Start of EXCERPTED DATA

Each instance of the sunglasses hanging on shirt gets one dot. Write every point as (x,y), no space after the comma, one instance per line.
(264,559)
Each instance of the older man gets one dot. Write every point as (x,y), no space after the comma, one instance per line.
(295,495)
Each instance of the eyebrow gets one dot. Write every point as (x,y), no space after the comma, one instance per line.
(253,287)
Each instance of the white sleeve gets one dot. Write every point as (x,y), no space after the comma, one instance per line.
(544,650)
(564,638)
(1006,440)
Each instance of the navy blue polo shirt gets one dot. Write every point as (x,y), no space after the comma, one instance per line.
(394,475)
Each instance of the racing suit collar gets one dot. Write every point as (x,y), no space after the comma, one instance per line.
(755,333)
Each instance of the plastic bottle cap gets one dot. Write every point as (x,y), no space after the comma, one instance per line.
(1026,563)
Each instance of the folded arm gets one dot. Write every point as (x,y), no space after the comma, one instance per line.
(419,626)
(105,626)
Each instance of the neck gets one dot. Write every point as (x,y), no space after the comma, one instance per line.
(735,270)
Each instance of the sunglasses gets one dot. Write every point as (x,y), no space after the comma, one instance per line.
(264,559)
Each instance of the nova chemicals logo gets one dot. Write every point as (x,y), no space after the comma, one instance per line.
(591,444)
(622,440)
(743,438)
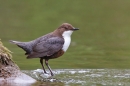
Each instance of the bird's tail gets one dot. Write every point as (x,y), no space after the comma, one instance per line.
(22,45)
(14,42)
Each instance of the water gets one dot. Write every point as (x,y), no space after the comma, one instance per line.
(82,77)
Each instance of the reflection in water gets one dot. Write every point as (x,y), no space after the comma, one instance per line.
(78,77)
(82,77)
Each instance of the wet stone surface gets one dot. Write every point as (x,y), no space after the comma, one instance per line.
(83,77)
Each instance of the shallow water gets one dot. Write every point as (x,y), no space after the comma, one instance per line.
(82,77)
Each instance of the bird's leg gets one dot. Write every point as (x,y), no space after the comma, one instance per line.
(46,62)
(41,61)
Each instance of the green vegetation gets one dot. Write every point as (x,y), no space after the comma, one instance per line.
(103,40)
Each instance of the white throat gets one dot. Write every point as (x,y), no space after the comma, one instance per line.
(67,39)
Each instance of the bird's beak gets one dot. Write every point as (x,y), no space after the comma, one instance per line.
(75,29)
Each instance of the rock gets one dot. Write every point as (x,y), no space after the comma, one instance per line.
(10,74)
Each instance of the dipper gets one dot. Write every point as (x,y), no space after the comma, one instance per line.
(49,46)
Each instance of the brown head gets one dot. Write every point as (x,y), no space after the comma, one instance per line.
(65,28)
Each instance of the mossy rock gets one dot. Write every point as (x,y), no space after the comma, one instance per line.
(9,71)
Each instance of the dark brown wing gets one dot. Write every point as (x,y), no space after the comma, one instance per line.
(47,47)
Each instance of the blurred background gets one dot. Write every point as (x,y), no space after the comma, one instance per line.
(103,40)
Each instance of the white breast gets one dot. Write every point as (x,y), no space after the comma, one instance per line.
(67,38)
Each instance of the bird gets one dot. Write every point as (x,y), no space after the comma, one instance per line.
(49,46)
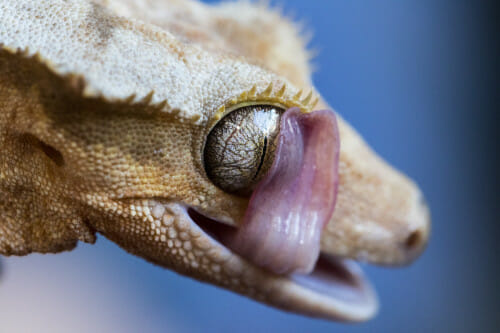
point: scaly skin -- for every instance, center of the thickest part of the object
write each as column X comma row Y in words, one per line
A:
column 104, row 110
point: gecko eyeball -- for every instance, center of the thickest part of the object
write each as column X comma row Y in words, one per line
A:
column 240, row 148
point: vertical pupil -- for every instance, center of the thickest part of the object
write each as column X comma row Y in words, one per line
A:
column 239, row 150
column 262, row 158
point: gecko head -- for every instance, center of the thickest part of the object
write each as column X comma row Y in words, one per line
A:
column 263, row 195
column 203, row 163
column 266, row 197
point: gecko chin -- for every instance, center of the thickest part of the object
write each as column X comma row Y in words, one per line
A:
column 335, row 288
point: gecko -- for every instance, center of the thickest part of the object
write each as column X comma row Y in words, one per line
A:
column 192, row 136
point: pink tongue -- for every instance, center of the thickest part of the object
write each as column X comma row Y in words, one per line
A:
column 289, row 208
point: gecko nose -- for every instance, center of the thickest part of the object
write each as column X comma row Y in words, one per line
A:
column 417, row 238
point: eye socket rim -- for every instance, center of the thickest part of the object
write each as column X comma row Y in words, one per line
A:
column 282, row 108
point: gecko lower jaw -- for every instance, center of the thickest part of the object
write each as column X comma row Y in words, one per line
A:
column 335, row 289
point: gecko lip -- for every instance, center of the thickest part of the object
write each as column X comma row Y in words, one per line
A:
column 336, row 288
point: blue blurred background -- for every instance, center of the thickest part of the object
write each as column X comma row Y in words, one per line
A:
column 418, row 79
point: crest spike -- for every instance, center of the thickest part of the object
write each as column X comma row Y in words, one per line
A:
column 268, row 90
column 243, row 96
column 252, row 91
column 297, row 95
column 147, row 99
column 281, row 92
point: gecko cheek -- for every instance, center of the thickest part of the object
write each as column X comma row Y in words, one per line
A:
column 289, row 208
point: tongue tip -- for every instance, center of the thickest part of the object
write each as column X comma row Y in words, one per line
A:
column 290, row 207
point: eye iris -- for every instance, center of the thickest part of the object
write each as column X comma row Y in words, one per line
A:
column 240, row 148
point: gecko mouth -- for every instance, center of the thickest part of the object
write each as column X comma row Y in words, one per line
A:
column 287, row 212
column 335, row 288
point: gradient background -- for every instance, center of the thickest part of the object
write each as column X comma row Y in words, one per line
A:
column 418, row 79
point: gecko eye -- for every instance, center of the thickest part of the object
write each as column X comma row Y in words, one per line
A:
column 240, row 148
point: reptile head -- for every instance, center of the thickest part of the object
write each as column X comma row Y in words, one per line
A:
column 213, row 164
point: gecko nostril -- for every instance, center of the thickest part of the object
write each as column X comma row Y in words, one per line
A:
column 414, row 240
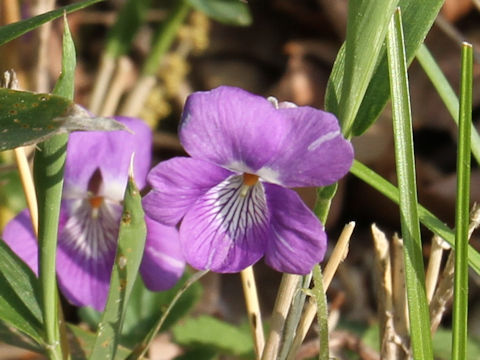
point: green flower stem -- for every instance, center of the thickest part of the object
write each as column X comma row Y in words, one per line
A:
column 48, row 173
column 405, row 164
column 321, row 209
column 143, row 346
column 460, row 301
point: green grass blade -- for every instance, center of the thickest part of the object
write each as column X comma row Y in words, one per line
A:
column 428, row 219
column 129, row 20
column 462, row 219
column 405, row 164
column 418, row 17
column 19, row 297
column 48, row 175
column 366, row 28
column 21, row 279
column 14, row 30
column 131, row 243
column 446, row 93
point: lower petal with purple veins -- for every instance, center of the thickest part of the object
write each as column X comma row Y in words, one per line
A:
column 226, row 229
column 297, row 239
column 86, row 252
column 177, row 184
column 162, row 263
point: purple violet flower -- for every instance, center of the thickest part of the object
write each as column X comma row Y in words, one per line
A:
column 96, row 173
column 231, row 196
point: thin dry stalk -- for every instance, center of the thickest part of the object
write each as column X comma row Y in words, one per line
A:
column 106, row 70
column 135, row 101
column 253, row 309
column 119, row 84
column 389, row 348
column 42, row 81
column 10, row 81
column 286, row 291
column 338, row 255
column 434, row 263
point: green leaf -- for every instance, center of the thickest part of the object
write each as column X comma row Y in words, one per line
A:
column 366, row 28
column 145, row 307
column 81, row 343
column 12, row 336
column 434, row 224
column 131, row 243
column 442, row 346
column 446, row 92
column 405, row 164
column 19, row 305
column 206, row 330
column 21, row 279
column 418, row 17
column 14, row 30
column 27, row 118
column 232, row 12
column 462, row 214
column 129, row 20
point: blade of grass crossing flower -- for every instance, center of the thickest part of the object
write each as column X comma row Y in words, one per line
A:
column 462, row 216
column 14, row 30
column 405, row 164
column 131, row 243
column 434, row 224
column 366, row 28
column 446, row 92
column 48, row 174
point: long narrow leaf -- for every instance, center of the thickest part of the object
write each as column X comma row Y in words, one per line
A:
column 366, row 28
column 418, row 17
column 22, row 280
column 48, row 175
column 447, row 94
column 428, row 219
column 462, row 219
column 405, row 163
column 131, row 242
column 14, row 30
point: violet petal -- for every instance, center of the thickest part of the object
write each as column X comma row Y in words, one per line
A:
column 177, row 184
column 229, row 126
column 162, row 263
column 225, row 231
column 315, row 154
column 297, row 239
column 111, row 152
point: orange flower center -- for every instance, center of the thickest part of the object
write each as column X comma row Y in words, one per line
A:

End of EXCERPTED DATA

TASK INSTRUCTIONS —
Output each line of the listing in which the string "flower" is found.

SOLUTION FOR THIS EXERCISE —
point: green flower stem -- for every instance, center of the thickest part of the object
point: purple violet flower -- for every instance, center of the thickest part of the object
point: blade of grass crossing flower -- for every instance, center of the thickest part of the object
point: orange flower center -- for every instance, center of the thickest part of the object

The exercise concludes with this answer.